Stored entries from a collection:

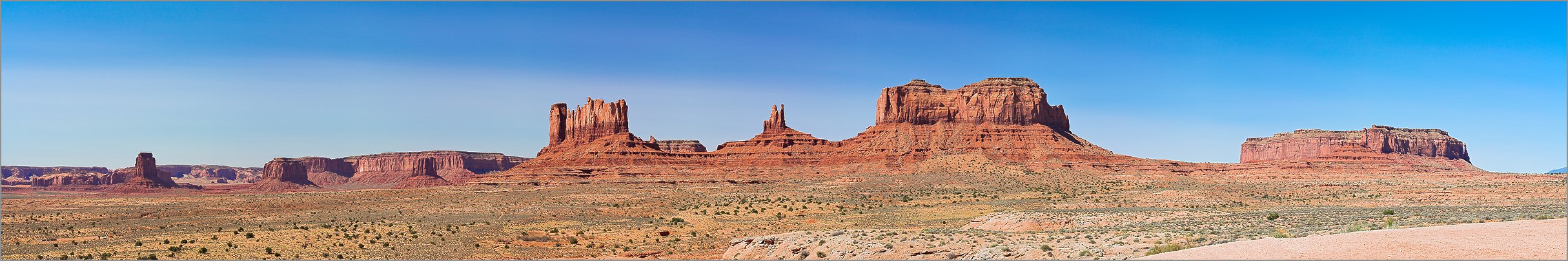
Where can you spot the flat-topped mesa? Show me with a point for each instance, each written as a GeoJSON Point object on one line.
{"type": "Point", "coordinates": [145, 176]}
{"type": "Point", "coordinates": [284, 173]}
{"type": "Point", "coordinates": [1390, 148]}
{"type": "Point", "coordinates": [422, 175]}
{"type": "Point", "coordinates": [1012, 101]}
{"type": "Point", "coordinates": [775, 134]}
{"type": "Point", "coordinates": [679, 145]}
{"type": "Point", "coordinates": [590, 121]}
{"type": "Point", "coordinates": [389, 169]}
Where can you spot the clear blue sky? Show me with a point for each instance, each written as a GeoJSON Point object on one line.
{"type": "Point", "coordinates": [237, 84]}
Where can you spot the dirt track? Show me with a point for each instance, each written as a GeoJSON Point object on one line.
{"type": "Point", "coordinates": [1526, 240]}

## EXERCISE DIRECTIONS
Quote everything from the line with "Where can you spot the clear" through the last line of the entries, copying each character without change.

## TASK RESULT
Where can you spot the clear blue sky? Show me with a point for each instance, each written as a GeoJSON Point object on one line.
{"type": "Point", "coordinates": [237, 84]}
Where can you spot the dirt track? Show me with a point for each instance, each written as a GeoJSON Point object on one line.
{"type": "Point", "coordinates": [1526, 240]}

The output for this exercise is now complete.